Exercise objective = Print out the full listing, exactly.

Material for this exercise =
========================================================================

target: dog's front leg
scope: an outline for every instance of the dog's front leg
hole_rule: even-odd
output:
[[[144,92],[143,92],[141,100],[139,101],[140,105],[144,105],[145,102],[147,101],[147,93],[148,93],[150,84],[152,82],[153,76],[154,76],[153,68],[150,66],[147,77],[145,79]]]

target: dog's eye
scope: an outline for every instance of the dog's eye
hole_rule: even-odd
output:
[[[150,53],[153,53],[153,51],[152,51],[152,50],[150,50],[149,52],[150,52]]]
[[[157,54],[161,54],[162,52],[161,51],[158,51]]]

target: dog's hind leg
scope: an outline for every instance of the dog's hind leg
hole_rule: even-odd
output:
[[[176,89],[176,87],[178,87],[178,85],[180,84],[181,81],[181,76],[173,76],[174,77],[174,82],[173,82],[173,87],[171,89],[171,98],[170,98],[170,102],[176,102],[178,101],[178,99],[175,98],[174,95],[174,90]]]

========================================================================

Answer to this task =
target: dog's front leg
scope: an outline for every instance of the dog's front leg
hole_rule: even-odd
output:
[[[144,92],[143,92],[141,100],[139,101],[140,105],[144,105],[145,102],[147,101],[147,93],[148,93],[150,84],[152,82],[153,76],[154,76],[153,68],[150,66],[147,77],[145,79]]]

target: dog's eye
scope: an outline for every instance of the dog's eye
hole_rule: even-odd
output:
[[[150,53],[153,53],[153,51],[152,51],[152,50],[150,50],[149,52],[150,52]]]
[[[157,54],[161,54],[162,52],[161,51],[158,51]]]

target: dog's hind leg
scope: an outline for every instance of the dog's hind leg
hole_rule: even-odd
output:
[[[176,89],[176,87],[178,87],[178,85],[180,84],[181,81],[181,76],[173,76],[174,77],[174,82],[173,82],[173,87],[171,89],[171,98],[170,98],[170,102],[176,102],[178,101],[178,99],[175,98],[174,95],[174,90]]]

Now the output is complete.